──────── Excerpt to read ────────

The first factor is usually not favorable to Appropriationism. To a lay person, the purpose of Appropriationist art does not fit neatly into either a commercial or non-commercial category. But to the law, fine art is a business. Commentators have criticized the courts for classifying fine arts as a commercial use, saying that the distinction between commercial and educational purposes is indistinguishable when applied to the fine arts. (Sigmund Timberg, A Modernized Fair Use Code for Copyrights, in Lawrence & Timberg, at 313-14.) Moreover, as art finds its way into museum collections or is displayed to the public, it does inure to the public benefit. One California District Court has held that broader scope is given to fair use in the field of fine arts, than in “commercial enterprises.” (Loew’s Inc. v. Columbia Broadcasting Sys., Inc., 131 F. Supp. 165 (S.D. Cal. 1955)(The Gaslight case).)

The second factor, the nature of the copyrighted work, categorizes the original work, parallel to the way the first factor categorizes the infringing work. Courts generally give less latitude to artists than to authors of academic or news material. The Second Circuit has held that “When informational works are involved, as opposed to creative ones, the scope of fair use is greater.” (See Wojnarowicz v. American Family Assn., 745 F. Supp. 130, 144 (S.D.N.Y. 1990).) Courts generally draw the line between these categories rigidly, turning a deaf ear to claims that artistic expression is intended to inform its viewer.

────────

**Required task 1**. Identify each line of the listing that contains the string "trouble", treating case as significant.
**Required task 2**. Pick up the excerpt on fair use and Appropriationist art where it stops and keep it going.
The listing is unrelated to the excerpt on fair use and Appropriationist art.

──────── Materials provided ────────

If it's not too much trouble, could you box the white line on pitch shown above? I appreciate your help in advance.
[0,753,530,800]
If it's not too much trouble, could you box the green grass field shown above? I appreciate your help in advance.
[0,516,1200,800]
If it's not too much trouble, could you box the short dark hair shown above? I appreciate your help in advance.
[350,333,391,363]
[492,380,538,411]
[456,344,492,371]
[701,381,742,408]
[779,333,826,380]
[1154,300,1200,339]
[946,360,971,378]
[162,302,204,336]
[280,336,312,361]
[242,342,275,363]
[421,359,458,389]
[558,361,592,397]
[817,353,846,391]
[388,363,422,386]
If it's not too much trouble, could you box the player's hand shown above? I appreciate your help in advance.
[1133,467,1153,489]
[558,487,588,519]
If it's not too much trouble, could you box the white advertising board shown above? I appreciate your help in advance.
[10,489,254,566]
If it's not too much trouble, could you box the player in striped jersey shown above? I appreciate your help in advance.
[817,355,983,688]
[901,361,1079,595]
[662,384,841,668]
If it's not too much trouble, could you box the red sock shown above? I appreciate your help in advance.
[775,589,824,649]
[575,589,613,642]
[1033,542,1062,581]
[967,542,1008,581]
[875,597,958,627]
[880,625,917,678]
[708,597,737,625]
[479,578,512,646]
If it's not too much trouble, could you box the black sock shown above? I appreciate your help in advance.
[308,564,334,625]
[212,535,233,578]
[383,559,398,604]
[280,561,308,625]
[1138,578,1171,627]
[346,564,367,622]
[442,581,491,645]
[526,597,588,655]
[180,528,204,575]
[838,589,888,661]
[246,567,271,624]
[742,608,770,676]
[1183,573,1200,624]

────────

**Exercise result 1**.
If it's not too much trouble, could you box the white line on pitch shown above? I appreciate your help in advance.
If it's not too much trouble, could you box the green grass field shown above? I appreciate your help in advance.
If it's not too much trouble, could you box the short dark hair shown above? I appreciate your help in advance.
If it's not too much trouble, could you box the player's hand shown above? I appreciate your help in advance.
If it's not too much trouble, could you box the white advertising board shown above? I appreciate your help in advance.
If it's not too much trouble, could you box the player in striped jersey shown above? I appreciate your help in advance.
If it's not too much trouble, could you box the red sock shown above? I appreciate your help in advance.
If it's not too much trouble, could you box the black sock shown above? I appreciate your help in advance.

**Exercise result 2**.
The ineluctable modality of the visible is crucial to the third factor. Unlike text or music, which are sequential in nature and can be more easily excerpted, visual material comes in one, instantaneous image. One court has held that every frame of a film is a work of art, thus rendering the use of any one frame a complete copying of the underlying work. (Time, Inc. v. Bernard Geis Assoc., 293 F.Supp. 130, 159 (S.D.N.Y. 1968).) Some commentators have therefore suggested that the substantial use criterion should not be applicable to visual works. (Sigmund Timberg, A Modernized Fair Use Code for Copyrights, in LAWRENCE & TIMBERG, supra note 27, at 313.) Over the years, the courts have begun to agree. For visual images, use of an entire work often will qualify as fair use. In Nunez v. Caribbean Int’l News Corp., 235 F.3d 18 (1st Cir. 2000), a case involving re-use of photographs by a newspaper, the court simply said, “The third factor does not seem particularly relevant in this context.”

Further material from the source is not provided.